Present each of the following lines as a numbered list, omitting any blank lines.
★ ★ ★ ★
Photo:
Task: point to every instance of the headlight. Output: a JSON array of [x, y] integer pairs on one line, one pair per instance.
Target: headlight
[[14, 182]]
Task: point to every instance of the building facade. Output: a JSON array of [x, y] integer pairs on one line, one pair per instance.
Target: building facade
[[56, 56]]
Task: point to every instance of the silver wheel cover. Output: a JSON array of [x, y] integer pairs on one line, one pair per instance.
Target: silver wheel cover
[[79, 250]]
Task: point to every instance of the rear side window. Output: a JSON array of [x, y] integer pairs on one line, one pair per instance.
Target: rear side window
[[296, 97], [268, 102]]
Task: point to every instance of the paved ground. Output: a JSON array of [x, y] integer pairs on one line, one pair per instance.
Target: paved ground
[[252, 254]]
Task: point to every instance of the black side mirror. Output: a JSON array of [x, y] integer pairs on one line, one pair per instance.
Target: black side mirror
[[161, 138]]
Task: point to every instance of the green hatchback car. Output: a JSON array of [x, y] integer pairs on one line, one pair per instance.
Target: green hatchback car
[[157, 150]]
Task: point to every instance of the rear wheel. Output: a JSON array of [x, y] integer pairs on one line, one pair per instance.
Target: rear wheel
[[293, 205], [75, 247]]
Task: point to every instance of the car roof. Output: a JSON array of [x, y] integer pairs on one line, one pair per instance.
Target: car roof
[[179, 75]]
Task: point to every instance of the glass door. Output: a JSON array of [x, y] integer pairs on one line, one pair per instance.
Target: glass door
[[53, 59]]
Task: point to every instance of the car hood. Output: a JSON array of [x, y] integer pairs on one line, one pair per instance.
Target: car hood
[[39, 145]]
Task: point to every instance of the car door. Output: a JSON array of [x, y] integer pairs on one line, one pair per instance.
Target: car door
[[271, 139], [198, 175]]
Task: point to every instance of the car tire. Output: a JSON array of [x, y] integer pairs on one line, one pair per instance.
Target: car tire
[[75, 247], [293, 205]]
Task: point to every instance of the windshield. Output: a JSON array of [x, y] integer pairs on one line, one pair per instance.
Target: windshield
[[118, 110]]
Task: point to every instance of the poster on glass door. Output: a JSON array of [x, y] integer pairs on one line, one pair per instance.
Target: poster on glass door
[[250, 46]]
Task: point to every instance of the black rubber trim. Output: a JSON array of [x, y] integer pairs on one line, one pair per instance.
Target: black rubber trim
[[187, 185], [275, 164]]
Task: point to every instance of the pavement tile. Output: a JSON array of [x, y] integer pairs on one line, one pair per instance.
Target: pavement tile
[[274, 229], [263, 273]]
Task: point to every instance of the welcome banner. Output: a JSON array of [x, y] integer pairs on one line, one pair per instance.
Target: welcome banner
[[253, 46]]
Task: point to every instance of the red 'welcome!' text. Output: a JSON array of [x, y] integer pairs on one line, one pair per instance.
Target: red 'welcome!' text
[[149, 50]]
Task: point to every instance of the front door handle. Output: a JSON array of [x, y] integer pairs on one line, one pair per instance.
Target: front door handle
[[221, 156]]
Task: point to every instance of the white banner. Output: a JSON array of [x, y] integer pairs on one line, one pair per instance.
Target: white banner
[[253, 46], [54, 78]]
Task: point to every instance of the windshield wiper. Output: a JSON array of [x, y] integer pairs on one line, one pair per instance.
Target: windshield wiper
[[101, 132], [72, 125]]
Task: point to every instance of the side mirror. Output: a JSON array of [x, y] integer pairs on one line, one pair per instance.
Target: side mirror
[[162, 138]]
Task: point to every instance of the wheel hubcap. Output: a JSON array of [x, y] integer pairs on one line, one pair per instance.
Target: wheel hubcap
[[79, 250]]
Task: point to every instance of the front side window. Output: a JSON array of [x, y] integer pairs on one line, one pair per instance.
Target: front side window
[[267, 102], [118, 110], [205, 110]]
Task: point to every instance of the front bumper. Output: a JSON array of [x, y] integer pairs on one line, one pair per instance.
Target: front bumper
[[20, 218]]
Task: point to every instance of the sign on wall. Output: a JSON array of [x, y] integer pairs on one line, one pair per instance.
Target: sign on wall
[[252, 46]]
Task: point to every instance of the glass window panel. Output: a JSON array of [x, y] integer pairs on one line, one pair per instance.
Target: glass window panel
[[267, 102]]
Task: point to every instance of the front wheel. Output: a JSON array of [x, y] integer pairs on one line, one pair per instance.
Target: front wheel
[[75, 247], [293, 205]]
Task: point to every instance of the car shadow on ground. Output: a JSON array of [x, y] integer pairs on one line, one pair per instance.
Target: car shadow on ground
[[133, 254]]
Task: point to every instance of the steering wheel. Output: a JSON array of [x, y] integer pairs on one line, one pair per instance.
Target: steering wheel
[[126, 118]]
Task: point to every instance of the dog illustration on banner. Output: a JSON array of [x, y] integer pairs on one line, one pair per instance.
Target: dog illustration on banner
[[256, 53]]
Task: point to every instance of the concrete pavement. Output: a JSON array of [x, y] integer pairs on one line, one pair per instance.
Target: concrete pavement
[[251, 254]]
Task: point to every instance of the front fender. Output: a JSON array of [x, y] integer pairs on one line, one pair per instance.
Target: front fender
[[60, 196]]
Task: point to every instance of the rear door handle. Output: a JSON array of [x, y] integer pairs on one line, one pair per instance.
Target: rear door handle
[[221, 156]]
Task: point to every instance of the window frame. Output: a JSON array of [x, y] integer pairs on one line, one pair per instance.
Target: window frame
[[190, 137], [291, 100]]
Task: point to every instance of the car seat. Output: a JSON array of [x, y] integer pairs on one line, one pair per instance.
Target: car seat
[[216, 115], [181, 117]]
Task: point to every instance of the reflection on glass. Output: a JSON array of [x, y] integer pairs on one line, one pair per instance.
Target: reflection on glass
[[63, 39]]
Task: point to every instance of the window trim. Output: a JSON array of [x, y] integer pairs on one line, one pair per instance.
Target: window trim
★ ★ ★ ★
▶ [Full solution]
1. Photo:
2. Task: point to every instance of the headlight. Output: a JSON array of [x, y] integer pairs on one line, one pair per instance.
3. Target: headlight
4. [[14, 182]]
5. Task: point to every instance of the building facade. Output: a JSON array of [x, y] integer pairs on one line, one pair per instance.
6. Target: building facade
7. [[56, 56]]
8. Task: point to every instance of the silver wheel cover. Output: a JSON array of [x, y] integer pairs on one line, one pair per instance.
9. Target: silver wheel cover
10. [[79, 250]]
11. Task: point to every instance of the rear side window. Output: a JSON array of [x, y] integer pairs on one line, one pair per instance.
12. Target: rear side window
13. [[296, 97], [268, 102]]
14. Task: point to every instance of the paved ground. Output: a JSON array of [x, y] integer pairs on one line, one pair per instance.
15. Target: paved ground
16. [[252, 254]]
17. Task: point to every instance of the black side mirror. Output: a JSON array of [x, y] integer pairs on one line, one pair per instance.
18. Target: black side mirror
19. [[161, 138]]
20. Task: point to every instance of the green hatchback car. Output: a JSON array of [x, y] integer pairs on one line, one pair per instance.
21. Target: green hatchback car
22. [[157, 150]]
23. Task: point to every instance of the rear wheel. Output: a JSON array of [x, y] integer pairs on one line, one pair per instance.
24. Target: rear wheel
25. [[293, 205], [75, 247]]
26. Task: point to every instance of the car roof. Output: a JSON array of [x, y] integer pairs on one line, one pair per instance.
27. Target: car roof
28. [[179, 75]]
29. Task: point to every instance of the glass door. Output: a JSON array of [x, y] integer pairs on one line, one pair per instance.
30. Target: glass door
31. [[53, 59]]
32. Task: point to every instance of the car hood. Output: a JSON array of [x, y] integer pairs on one line, one pair per instance.
33. Target: car hood
34. [[39, 145]]
35. Task: point to every instance of the car door. Output: a JSON array of [x, y] integer pairs on one line, one pair per instance.
36. Target: car door
37. [[271, 139], [198, 175]]
38. Task: point to every instance of the car tire. Output: a JSON array of [x, y] integer pairs on one line, one pair per instance.
39. Target: car tire
40. [[75, 247], [293, 205]]
41. Task: point to every instance of the windshield. Output: a JSON array of [x, y] integer pairs on one line, one pair per instance.
42. Target: windshield
43. [[118, 110]]
44. Task: point to every instance of the poster on glass door. Output: a JSON array of [x, y] integer pairs on one line, one pair per instance.
45. Target: poster on glass door
46. [[250, 46]]
47. Task: point to every instance of the black rubber trim. Output: a JSON array of [x, y] integer pairs on one line, one pair per instance.
48. Target: black rubber trim
49. [[187, 185], [275, 164]]
50. Task: point to every instance of the pavement tile. Output: a JSON array of [x, y] integer pairs on one line, one pair per instance.
51. Target: pavement tile
52. [[274, 229], [263, 273]]
53. Task: point to every instance of the welcome banner. Output: a JSON array of [x, y] integer pairs on one line, one pair per instance.
54. Target: welcome banner
55. [[253, 46]]
56. Task: point to every instance of the red 'welcome!' text. Output: a JSON array of [x, y] integer pairs on one line, one pair per instance.
57. Target: red 'welcome!' text
58. [[149, 50]]
59. Task: point to every instance of the front door handle. Output: a JSON array of [x, y] integer pairs on one line, one pair per instance.
60. Target: front door handle
61. [[221, 156]]
62. Task: point to every instance of the white banner. Output: a JSON array of [x, y] integer pairs on one line, one pair per instance.
63. Target: white banner
64. [[253, 46], [54, 78]]
65. Task: point to every instance of the windshield wiper. Output: a JSON array of [x, y] integer pairs on one line, one pair per instance.
66. Target: windshield wiper
67. [[101, 132], [72, 125]]
68. Task: point to every instance of the side mirror. Output: a JSON array of [x, y] integer pairs on one line, one pair per instance.
69. Target: side mirror
70. [[162, 138]]
71. Task: point to every instance of the wheel hubcap. Output: a JSON array of [x, y] integer pairs on one line, one pair per instance.
72. Target: wheel hubcap
73. [[79, 250]]
74. Task: point to every instance of the front side window. Output: a JSON array of [x, y] integer pairs on one line, one pair per instance.
75. Target: front side window
76. [[267, 102], [118, 110], [205, 110]]
77. Task: point to every instance of the front bumper. Output: a JSON array of [x, y] integer pairs on one line, one pair per instance.
78. Target: front bumper
79. [[20, 218]]
80. Task: point to every instance of the sign on wall. Output: a JSON array of [x, y] integer pairs on one line, one pair per instance.
81. Target: sign on wall
82. [[252, 46]]
83. Task: point to every instance of the glass window panel. Output: a JSON array of [x, y] integer pairs on one line, one pair per instance.
84. Target: glass window panel
85. [[267, 102]]
86. Task: point to every instance of the front wheel. Output: a JSON array of [x, y] integer pairs on one line, one pair per instance.
87. Target: front wheel
88. [[75, 247], [293, 205]]
89. Task: point to every instance of the car shadow on ground. Output: a JSON array of [x, y] integer pairs on one line, one pair per instance.
90. Target: car shadow on ground
91. [[133, 254]]
92. Task: point to every instance of the steering wheel. Output: a JSON array of [x, y] integer pairs on one line, one pair per instance.
93. Target: steering wheel
94. [[126, 118]]
95. Task: point to every instance of the dog illustration on banner. Output: a JSON array of [x, y] integer pairs on one line, one pair per instance.
96. Target: dog illustration on banner
97. [[256, 53]]
98. Task: point to every instance of the concrete pavement. Output: a JSON array of [x, y] integer pairs on one line, one pair per instance.
99. Target: concrete pavement
100. [[251, 254]]
101. Task: point to every instance of the front fender. Output: a JSON array of [x, y] integer pairs on one line, one pair per instance.
102. Target: front fender
103. [[60, 196]]
104. Task: point to every instance of the rear door handle. Output: a JSON array of [x, y] integer pairs on one line, one pair per instance.
105. Target: rear door handle
106. [[221, 156]]
107. Task: point to every instance of the window frame. Output: a JSON array of [x, y] integer pairs on one line, one pair per instance.
108. Target: window frame
109. [[190, 137], [291, 100]]
110. Task: point to every instance of the car seat. Output: a JSON array of [x, y] integer pairs on one line, one pair per instance.
111. Target: car seat
112. [[216, 115], [181, 117]]
113. Task: point to every instance of the reflection on glass. Output: a JSON array of [x, y] integer pairs on one line, one pair per instance.
114. Target: reflection on glass
115. [[63, 39]]
116. Task: point to every instance of the window trim. Output: a JSON array of [x, y] integer pairs on one line, one pair per instance.
117. Target: window trim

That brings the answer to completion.